Stored dataset items:
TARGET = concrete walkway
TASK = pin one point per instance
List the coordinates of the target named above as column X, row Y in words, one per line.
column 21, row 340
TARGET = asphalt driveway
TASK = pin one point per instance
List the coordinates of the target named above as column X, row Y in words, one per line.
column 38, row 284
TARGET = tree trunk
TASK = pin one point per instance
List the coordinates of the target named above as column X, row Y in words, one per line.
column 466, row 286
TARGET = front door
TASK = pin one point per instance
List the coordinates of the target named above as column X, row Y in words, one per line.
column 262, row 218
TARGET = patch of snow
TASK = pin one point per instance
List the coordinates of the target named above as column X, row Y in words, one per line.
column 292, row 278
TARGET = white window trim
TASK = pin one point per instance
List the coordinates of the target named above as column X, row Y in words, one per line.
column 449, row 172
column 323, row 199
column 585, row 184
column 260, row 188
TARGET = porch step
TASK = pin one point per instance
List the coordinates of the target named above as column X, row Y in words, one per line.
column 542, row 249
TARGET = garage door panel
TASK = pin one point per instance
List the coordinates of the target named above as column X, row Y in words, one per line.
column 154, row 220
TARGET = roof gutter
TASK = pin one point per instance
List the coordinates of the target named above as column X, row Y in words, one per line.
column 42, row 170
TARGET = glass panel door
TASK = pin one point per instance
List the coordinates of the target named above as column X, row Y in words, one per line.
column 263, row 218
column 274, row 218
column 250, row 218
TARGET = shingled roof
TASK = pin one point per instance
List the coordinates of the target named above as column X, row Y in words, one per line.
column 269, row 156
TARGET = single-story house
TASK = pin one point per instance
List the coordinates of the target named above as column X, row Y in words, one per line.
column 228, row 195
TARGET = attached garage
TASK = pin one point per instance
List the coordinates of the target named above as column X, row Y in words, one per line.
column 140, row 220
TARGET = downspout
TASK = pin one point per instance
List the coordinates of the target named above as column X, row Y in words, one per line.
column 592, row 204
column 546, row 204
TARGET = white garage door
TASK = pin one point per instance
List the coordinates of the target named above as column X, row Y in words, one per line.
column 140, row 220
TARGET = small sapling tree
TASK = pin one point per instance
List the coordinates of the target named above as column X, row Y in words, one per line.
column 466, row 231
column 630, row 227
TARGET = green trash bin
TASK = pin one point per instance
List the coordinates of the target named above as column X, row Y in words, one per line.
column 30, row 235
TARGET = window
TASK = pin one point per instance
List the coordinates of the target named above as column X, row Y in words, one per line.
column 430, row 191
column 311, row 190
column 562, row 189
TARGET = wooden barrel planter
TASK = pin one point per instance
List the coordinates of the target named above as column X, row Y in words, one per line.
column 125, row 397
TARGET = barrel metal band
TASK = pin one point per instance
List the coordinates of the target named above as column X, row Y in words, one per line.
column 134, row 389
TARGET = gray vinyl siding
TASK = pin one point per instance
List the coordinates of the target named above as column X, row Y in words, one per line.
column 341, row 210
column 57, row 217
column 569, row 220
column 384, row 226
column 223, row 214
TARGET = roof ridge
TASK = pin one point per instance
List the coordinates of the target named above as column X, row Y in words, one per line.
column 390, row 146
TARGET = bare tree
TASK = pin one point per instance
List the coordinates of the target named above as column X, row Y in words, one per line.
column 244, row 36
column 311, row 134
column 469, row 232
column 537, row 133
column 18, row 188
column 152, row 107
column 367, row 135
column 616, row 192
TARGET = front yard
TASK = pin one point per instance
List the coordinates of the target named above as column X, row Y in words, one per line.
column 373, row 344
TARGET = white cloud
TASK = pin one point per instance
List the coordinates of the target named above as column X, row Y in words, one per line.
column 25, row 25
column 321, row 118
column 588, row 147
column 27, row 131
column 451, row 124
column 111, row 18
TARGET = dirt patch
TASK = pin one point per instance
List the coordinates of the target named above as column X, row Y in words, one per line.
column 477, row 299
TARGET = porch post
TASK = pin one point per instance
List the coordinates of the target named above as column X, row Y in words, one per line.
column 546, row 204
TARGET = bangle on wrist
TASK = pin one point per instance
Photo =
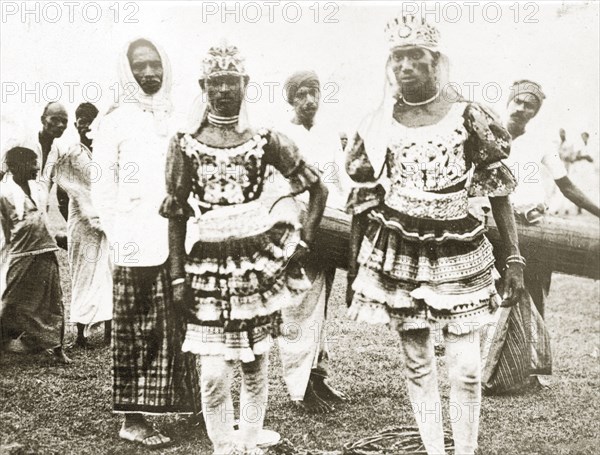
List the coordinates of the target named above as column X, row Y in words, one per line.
column 303, row 244
column 516, row 259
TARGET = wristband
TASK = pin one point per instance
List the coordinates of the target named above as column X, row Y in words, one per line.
column 303, row 244
column 516, row 259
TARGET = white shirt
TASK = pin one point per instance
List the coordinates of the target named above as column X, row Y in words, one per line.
column 130, row 157
column 321, row 148
column 532, row 159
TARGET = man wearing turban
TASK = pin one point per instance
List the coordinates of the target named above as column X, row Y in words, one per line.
column 305, row 359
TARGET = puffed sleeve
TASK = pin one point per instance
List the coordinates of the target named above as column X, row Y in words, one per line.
column 368, row 193
column 178, row 181
column 283, row 155
column 487, row 145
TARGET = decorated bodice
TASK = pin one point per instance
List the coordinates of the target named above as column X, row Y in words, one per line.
column 225, row 176
column 429, row 158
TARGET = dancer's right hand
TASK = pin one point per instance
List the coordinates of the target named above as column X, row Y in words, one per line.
column 183, row 303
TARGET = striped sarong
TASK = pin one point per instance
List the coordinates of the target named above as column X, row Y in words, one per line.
column 150, row 372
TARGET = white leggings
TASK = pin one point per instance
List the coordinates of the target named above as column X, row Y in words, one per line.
column 464, row 371
column 217, row 404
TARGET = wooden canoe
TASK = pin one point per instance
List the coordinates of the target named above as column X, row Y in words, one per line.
column 570, row 246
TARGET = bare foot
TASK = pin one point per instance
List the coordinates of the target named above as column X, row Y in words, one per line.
column 326, row 392
column 312, row 403
column 142, row 433
column 59, row 354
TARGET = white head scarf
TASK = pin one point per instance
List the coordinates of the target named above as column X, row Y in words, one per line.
column 159, row 104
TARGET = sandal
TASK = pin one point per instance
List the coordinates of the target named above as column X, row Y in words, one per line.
column 146, row 440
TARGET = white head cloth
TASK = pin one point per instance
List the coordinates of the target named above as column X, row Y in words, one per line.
column 159, row 104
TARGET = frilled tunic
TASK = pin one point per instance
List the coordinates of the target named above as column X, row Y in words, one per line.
column 424, row 258
column 237, row 265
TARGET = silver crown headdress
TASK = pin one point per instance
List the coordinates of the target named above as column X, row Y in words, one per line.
column 411, row 30
column 223, row 59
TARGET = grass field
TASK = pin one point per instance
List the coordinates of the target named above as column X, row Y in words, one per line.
column 50, row 409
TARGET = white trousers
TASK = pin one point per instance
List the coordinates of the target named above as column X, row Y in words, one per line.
column 464, row 371
column 217, row 404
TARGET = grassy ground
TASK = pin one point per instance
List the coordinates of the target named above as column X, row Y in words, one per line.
column 50, row 409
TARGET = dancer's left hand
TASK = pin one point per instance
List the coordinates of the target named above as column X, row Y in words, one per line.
column 514, row 286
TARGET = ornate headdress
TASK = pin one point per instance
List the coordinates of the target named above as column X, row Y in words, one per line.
column 529, row 87
column 221, row 60
column 411, row 30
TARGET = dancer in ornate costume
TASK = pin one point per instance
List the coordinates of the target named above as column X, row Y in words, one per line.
column 424, row 262
column 237, row 264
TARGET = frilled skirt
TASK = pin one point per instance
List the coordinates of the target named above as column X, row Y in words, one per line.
column 239, row 288
column 421, row 273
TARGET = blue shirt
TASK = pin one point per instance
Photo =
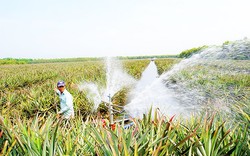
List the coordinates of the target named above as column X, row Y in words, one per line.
column 66, row 104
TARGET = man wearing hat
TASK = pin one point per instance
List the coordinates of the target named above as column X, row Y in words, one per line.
column 66, row 101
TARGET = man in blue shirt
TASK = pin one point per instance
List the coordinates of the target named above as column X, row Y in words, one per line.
column 66, row 101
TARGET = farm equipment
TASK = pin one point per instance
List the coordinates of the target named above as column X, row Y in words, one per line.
column 120, row 113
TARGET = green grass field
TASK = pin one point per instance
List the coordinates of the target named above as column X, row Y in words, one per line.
column 28, row 125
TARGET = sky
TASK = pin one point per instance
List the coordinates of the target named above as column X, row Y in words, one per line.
column 97, row 28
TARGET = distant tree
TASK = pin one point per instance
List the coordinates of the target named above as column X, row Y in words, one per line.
column 189, row 52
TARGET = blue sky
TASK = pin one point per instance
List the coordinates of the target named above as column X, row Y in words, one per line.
column 86, row 28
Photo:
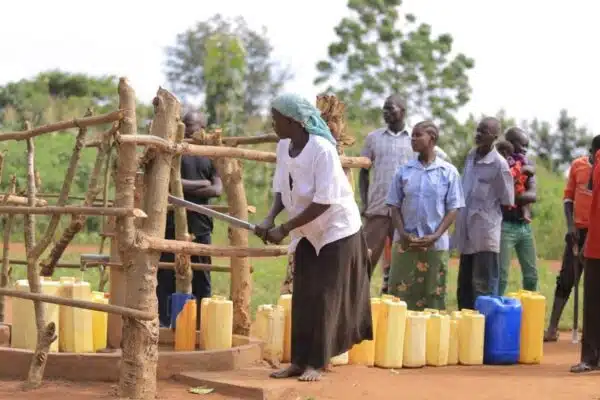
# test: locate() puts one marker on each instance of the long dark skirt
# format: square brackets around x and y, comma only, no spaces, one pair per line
[590,338]
[331,307]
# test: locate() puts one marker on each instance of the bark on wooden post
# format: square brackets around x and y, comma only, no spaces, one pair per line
[124,197]
[45,334]
[4,272]
[140,338]
[183,270]
[230,171]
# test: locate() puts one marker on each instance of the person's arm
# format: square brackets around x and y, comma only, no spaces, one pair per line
[363,176]
[529,196]
[189,186]
[568,198]
[505,185]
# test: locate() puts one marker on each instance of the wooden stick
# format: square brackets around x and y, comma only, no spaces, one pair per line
[234,141]
[75,210]
[106,179]
[42,245]
[223,208]
[55,196]
[118,265]
[46,334]
[77,222]
[144,242]
[12,199]
[99,139]
[1,165]
[225,152]
[64,125]
[85,304]
[4,272]
[140,339]
[183,271]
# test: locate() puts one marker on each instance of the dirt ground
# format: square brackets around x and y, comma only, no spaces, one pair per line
[550,380]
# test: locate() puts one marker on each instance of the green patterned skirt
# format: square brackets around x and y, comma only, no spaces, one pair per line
[419,277]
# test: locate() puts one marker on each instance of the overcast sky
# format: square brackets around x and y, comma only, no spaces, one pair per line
[533,57]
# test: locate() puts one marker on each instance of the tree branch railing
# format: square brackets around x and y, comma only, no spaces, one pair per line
[63,125]
[223,152]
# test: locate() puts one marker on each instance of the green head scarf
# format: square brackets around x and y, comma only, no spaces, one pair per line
[303,112]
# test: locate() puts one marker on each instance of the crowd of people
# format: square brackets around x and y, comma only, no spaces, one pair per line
[412,197]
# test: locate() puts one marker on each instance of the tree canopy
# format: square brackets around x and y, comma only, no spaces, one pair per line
[378,53]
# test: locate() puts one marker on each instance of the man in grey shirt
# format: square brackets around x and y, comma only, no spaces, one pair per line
[388,148]
[487,184]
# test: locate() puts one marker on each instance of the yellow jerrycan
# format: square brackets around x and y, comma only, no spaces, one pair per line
[204,318]
[364,352]
[219,324]
[471,331]
[532,326]
[438,340]
[185,326]
[76,323]
[415,339]
[285,301]
[391,326]
[99,322]
[454,335]
[24,329]
[270,328]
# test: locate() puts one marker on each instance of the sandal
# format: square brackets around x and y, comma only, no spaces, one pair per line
[582,368]
[551,336]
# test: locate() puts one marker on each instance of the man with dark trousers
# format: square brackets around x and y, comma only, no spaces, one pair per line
[577,202]
[200,183]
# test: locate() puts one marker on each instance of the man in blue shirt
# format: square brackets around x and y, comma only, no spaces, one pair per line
[487,184]
[424,198]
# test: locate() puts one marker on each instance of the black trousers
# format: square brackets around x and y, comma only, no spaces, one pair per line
[570,270]
[201,287]
[478,275]
[590,340]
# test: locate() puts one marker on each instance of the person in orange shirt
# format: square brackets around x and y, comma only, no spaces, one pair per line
[577,201]
[590,340]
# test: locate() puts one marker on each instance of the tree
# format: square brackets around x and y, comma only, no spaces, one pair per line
[224,70]
[56,95]
[263,77]
[558,148]
[373,58]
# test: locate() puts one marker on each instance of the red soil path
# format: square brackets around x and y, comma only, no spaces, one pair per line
[550,380]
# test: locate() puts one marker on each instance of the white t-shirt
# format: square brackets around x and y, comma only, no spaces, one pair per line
[317,176]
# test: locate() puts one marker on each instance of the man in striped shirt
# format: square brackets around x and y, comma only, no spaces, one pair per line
[577,201]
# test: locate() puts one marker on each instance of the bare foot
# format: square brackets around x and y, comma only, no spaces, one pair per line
[310,375]
[289,372]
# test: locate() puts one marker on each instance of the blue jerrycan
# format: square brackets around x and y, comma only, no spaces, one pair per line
[502,329]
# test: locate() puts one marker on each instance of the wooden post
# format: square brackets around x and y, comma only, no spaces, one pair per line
[140,338]
[124,197]
[230,171]
[183,270]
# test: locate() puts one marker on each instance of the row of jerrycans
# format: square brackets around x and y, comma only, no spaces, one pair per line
[413,339]
[216,325]
[402,338]
[78,330]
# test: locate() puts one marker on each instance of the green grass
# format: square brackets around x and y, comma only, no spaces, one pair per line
[270,272]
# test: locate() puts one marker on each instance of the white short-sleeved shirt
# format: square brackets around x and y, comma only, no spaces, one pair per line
[317,176]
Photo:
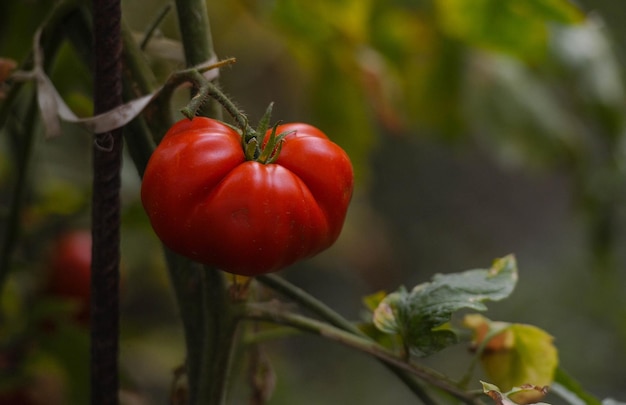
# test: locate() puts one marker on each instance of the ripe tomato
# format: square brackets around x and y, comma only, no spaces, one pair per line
[69,270]
[207,202]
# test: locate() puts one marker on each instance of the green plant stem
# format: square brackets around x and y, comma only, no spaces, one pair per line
[208,346]
[322,310]
[195,32]
[50,42]
[274,313]
[18,195]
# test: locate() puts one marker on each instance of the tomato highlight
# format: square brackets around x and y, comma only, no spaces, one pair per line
[206,201]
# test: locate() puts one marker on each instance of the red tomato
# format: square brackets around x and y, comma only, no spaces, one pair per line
[207,202]
[70,270]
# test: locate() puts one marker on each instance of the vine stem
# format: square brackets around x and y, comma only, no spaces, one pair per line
[274,313]
[322,310]
[205,306]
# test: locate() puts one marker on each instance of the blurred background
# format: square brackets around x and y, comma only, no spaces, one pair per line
[476,128]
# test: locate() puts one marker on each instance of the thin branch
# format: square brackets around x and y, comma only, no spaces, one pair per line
[275,313]
[325,312]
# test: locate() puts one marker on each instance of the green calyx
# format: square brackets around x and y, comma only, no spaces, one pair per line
[255,145]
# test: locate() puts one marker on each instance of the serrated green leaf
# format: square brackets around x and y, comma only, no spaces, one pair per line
[572,387]
[527,356]
[419,316]
[510,397]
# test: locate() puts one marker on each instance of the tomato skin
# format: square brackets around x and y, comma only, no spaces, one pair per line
[69,270]
[207,202]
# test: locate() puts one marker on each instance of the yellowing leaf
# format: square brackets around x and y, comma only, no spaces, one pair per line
[418,316]
[527,357]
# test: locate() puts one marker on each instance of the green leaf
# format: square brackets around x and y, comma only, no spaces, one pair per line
[419,317]
[511,397]
[515,355]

INSTRUCTIONS TO FOLLOW:
Render the rows from the very start through the line containing "column 38, row 284" as a two-column CSV with the headers instruction and answer. Give each instruction text and its answer on one line, each in its own quoted field, with line breaks turned into spaces.

EXERCISE ANSWER:
instruction,answer
"TARGET = concrete walkway TASK = pin one point per instance List the coordinates of the target named above as column X, row Y in words, one per line.","column 21, row 340"
"TARGET = asphalt driveway TASK = pin one point per instance List the coordinates of the target named above as column X, row Y in words, one per line.","column 38, row 284"